**BRIEF**
Write out the whole text on Egypt's arrests of Islamic Jihad members, word for word.

Tension has also manifested in response to Egypt’s arrest of 16 Islamic Jihad members on May 15 at the Rafah Crossing, upon their return from Saudi Arabia. A May 17 statement by the Islamic Jihad said the arrest took place as the members were returning from medical treatment in Saudi Arabia and coincided with factions in Gaza preparing to mark Nakba Day (“the day of the catastrophe,” marking the anniversary of the expulsion of the Palestinians from the new Israeli state in 1948) (Al-Quds Brigades,, May 17).

It seems that Egypt’s concern over the logistical and ideological relations that Hamas and Islamic Jihad have with Syria and Iran renders an improvement in ties between Cairo and these factions a far-fetched dream. It is known that Islamic Jihad enjoys deep ties with Tehran, while Hamas leader Khaled Meshaal resides in Damascus and frequently visits Iran. The latest arrests by Cairo were made only three weeks after the release of six Islamic Jihad members who were detained for over two months.

Hamas and Islamic Jihad assert, through testimonies by the released members, that Egyptian security forces tortured and even killed several detainees. Salah al-Bardawil, a Hamas leader, accused the Egyptian security forces of torturing Yusuf Abu Zuhri – brother of Hamas spokesman Sami Abu Zuhri—with electric shocks until he died in detention (, May 9; May 12; May 13). On May 10, the Hamas government in Gaza called on Egyptian President Hosni Mubarak to order an end to the detention and torture of Palestinians by the Egyptian security forces. Families of detainees also expressed their deepest concerns, demanding the Egyptian government immediately disclose information about the detainees and their fate (, May 10). Hamas further sought the intervention of the Arab League and Arab and international human rights groups in a bid to open the file of Palestinian detainees in Egypt.

**RECORDED DATA**
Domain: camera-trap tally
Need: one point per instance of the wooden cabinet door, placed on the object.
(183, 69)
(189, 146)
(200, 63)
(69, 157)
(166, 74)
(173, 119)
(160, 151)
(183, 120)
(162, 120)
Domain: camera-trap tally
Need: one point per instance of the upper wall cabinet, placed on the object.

--

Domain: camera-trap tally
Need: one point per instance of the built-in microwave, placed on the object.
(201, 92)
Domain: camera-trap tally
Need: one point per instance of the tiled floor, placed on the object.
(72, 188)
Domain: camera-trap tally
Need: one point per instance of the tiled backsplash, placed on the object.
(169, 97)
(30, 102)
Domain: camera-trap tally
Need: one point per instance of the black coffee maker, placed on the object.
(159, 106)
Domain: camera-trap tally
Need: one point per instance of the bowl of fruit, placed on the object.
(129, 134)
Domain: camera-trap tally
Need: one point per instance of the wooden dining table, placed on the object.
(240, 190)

**OUTPUT BELOW**
Tension has also manifested in response to Egypt’s arrest of 16 Islamic Jihad members on May 15 at the Rafah Crossing, upon their return from Saudi Arabia. A May 17 statement by the Islamic Jihad said the arrest took place as the members were returning from medical treatment in Saudi Arabia and coincided with factions in Gaza preparing to mark Nakba Day (“the day of the catastrophe,” marking the anniversary of the expulsion of the Palestinians from the new Israeli state in 1948) (Al-Quds Brigades,, May 17).

It seems that Egypt’s concern over the logistical and ideological relations that Hamas and Islamic Jihad have with Syria and Iran renders an improvement in ties between Cairo and these factions a far-fetched dream. It is known that Islamic Jihad enjoys deep ties with Tehran, while Hamas leader Khaled Meshaal resides in Damascus and frequently visits Iran. The latest arrests by Cairo were made only three weeks after the release of six Islamic Jihad members who were detained for over two months.

Hamas and Islamic Jihad assert, through testimonies by the released members, that Egyptian security forces tortured and even killed several detainees. Salah al-Bardawil, a Hamas leader, accused the Egyptian security forces of torturing Yusuf Abu Zuhri – brother of Hamas spokesman Sami Abu Zuhri—with electric shocks until he died in detention (, May 9; May 12; May 13). On May 10, the Hamas government in Gaza called on Egyptian President Hosni Mubarak to order an end to the detention and torture of Palestinians by the Egyptian security forces. Families of detainees also expressed their deepest concerns, demanding the Egyptian government immediately disclose information about the detainees and their fate (, May 10). Hamas further sought the intervention of the Arab League and Arab and international human rights groups in a bid to open the file of Palestinian detainees in Egypt.